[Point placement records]
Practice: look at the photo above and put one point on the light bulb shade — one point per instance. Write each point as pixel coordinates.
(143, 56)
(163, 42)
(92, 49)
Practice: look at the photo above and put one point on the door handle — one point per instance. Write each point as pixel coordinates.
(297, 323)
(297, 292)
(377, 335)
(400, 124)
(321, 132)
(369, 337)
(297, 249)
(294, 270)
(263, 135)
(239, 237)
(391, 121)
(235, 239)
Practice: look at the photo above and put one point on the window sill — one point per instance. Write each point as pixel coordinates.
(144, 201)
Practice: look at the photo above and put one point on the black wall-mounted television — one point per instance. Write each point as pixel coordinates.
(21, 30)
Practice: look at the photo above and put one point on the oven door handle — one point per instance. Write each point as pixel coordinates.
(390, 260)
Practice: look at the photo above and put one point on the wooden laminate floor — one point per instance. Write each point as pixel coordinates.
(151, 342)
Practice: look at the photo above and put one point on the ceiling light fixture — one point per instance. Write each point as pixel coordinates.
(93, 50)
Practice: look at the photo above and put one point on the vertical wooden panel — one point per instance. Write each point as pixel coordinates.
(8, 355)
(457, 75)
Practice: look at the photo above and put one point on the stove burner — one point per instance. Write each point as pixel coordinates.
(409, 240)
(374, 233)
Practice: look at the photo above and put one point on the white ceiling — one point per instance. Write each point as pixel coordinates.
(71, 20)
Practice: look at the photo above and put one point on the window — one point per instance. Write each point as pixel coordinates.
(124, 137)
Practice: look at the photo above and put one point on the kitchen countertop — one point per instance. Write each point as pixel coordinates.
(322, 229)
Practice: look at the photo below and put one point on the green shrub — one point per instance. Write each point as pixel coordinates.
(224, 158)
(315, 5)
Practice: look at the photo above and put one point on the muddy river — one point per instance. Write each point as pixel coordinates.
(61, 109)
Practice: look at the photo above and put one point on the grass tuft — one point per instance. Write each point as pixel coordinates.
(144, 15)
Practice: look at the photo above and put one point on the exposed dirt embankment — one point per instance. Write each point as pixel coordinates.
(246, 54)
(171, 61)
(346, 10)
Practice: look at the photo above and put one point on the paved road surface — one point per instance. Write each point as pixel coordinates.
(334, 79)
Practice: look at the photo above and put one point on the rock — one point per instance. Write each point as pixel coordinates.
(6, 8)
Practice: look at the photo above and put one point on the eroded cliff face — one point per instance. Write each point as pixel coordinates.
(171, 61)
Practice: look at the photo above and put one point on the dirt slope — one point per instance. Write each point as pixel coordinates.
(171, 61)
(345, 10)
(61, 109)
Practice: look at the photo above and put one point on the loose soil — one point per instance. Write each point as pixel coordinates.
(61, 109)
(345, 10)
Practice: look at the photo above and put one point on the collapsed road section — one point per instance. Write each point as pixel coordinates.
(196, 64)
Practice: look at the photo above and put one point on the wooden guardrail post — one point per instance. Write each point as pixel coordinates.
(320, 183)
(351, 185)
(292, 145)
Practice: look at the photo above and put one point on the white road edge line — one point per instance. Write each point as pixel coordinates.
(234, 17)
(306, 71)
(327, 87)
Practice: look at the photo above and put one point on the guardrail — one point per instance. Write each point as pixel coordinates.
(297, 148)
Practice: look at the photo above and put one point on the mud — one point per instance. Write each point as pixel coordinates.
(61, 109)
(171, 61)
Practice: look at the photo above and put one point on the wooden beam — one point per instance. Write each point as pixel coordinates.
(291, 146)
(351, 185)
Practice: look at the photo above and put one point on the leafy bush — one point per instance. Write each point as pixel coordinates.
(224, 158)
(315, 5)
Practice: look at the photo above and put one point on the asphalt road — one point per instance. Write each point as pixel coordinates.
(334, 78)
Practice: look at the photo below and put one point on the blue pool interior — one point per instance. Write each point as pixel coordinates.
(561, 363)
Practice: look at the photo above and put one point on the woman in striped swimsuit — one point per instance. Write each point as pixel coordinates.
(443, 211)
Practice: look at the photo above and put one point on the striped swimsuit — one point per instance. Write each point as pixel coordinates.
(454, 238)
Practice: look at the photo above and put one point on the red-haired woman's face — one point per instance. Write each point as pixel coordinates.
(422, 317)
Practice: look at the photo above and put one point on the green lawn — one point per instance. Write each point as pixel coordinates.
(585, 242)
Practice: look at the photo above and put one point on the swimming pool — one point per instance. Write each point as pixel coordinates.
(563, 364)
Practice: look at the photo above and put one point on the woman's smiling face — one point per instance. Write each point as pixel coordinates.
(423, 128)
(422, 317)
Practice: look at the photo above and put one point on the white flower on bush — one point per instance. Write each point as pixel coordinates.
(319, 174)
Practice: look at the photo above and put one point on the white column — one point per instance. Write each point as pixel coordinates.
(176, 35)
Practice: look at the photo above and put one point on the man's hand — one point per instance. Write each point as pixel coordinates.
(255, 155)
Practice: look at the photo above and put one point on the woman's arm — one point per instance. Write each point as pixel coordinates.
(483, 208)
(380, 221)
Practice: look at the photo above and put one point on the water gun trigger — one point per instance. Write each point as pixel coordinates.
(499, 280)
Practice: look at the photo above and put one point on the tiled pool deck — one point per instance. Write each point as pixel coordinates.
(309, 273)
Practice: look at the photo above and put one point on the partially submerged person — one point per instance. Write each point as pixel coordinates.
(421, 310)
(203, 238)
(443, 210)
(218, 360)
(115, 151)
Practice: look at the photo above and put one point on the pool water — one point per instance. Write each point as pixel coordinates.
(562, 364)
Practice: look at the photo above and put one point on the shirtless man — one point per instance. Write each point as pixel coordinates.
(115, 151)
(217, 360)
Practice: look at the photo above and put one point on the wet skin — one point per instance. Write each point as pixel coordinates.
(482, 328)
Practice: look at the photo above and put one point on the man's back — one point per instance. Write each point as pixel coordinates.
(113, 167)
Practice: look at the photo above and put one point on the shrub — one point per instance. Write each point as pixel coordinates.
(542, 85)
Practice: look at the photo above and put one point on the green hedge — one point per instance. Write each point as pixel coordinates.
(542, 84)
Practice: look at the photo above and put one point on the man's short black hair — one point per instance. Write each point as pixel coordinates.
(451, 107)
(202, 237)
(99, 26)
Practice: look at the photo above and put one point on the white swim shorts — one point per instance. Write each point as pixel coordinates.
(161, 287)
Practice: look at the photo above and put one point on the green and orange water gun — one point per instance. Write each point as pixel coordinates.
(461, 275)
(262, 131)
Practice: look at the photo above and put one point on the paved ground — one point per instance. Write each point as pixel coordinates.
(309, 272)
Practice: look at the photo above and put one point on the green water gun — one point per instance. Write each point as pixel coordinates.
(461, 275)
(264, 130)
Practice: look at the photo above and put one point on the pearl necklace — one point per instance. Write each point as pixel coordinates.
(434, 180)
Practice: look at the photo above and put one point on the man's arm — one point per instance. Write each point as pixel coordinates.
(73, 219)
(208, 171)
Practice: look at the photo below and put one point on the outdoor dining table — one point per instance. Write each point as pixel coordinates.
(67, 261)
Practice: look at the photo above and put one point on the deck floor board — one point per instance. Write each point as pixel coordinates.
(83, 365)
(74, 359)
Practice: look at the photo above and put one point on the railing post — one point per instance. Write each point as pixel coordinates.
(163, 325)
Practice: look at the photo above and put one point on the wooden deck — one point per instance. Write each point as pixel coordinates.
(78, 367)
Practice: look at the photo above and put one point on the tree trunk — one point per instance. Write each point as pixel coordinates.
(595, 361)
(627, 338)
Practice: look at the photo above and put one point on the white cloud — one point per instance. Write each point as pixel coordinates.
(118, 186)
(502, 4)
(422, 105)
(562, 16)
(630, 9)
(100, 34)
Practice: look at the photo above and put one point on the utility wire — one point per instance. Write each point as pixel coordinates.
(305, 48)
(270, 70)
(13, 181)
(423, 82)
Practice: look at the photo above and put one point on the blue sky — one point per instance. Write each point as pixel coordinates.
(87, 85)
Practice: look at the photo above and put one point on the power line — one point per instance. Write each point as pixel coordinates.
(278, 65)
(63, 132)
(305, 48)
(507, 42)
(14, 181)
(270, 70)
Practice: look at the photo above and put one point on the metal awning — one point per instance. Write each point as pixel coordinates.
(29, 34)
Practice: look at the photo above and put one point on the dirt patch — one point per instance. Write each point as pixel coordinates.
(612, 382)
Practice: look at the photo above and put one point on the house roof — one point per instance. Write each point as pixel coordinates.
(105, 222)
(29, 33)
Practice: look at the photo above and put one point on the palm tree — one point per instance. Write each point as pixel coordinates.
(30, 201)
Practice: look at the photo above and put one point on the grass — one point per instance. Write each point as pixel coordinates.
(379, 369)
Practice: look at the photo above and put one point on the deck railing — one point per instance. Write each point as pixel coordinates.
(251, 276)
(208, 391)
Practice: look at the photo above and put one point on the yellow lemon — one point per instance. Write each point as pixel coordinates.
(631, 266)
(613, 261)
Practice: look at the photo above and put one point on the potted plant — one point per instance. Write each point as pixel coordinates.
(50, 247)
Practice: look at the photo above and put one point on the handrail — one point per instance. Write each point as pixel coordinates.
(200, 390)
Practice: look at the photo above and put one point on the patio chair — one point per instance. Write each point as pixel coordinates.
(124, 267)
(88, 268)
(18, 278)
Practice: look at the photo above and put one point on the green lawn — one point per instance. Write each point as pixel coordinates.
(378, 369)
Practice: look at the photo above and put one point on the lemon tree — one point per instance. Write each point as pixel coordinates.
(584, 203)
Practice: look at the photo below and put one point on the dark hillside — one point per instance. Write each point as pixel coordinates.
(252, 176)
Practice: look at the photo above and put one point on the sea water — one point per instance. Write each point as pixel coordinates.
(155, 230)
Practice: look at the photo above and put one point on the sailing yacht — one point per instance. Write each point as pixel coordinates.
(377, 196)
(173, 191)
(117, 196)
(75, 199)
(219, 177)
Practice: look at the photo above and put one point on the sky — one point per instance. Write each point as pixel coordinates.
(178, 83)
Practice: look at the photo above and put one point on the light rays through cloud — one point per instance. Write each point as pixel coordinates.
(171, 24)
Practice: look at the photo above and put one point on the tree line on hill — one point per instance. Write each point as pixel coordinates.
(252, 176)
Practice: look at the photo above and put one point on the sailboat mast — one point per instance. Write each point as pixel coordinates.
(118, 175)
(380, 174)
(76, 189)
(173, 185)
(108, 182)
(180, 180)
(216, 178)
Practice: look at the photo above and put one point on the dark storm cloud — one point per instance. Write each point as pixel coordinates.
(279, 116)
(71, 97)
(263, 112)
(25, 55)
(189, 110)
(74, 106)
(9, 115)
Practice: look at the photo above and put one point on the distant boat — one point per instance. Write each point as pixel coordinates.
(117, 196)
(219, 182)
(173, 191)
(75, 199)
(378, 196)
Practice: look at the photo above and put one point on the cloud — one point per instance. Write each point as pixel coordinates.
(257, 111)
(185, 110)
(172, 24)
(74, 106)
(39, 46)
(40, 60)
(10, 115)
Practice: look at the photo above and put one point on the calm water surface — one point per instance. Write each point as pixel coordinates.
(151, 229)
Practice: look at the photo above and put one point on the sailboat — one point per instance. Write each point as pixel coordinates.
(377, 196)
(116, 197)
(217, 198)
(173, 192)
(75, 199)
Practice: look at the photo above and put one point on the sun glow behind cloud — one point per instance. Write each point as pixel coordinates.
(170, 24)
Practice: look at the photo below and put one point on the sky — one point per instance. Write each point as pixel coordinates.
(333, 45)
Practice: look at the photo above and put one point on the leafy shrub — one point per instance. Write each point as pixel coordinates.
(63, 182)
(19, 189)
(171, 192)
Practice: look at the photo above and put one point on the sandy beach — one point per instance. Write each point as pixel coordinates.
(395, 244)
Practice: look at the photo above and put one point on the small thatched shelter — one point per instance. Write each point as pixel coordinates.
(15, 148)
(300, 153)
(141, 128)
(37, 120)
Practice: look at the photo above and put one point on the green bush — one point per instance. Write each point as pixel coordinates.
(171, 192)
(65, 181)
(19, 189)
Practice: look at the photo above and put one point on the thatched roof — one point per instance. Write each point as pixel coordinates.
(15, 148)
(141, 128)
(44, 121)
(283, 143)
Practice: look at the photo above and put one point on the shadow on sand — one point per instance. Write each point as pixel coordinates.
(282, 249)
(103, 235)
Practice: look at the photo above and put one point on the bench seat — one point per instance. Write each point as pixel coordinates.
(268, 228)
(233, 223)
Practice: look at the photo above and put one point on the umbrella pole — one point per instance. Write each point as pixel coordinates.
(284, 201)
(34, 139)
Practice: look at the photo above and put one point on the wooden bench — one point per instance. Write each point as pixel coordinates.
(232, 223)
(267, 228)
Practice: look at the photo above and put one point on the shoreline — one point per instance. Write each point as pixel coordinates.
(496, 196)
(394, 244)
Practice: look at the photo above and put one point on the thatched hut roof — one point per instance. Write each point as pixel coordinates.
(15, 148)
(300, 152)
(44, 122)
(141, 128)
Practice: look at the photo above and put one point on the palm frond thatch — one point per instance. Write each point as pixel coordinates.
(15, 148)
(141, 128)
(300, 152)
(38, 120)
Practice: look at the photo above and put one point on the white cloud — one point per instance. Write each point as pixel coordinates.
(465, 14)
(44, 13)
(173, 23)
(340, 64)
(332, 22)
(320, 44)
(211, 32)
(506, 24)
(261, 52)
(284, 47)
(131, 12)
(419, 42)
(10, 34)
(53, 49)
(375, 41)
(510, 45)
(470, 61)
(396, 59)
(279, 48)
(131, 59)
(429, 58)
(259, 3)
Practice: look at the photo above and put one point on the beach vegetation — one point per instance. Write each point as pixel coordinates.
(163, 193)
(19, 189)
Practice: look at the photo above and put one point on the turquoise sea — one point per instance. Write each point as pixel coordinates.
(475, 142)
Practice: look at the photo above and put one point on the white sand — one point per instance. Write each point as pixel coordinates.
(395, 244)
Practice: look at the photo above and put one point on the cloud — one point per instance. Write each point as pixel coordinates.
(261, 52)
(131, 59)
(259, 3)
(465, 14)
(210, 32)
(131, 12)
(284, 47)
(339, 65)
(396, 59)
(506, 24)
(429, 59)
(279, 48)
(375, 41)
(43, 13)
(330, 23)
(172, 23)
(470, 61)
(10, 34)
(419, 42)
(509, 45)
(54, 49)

*OBJECTIVE:*
Copy the rows word for word, from the line with "the white sand" up to and including the final line of the rows.

*EXERCISE OUTPUT:*
Practice: look at the photo above and put one point on the white sand — one point per instance. Write each point as pixel coordinates.
(395, 244)
Practice: look at the photo above and put one point on the cloud — one point per instance. Write each point as pixel coordinates.
(261, 52)
(131, 59)
(259, 3)
(465, 14)
(210, 32)
(131, 12)
(284, 47)
(339, 65)
(396, 59)
(506, 24)
(429, 59)
(279, 48)
(375, 41)
(43, 13)
(330, 23)
(172, 23)
(470, 61)
(10, 34)
(419, 42)
(509, 45)
(54, 49)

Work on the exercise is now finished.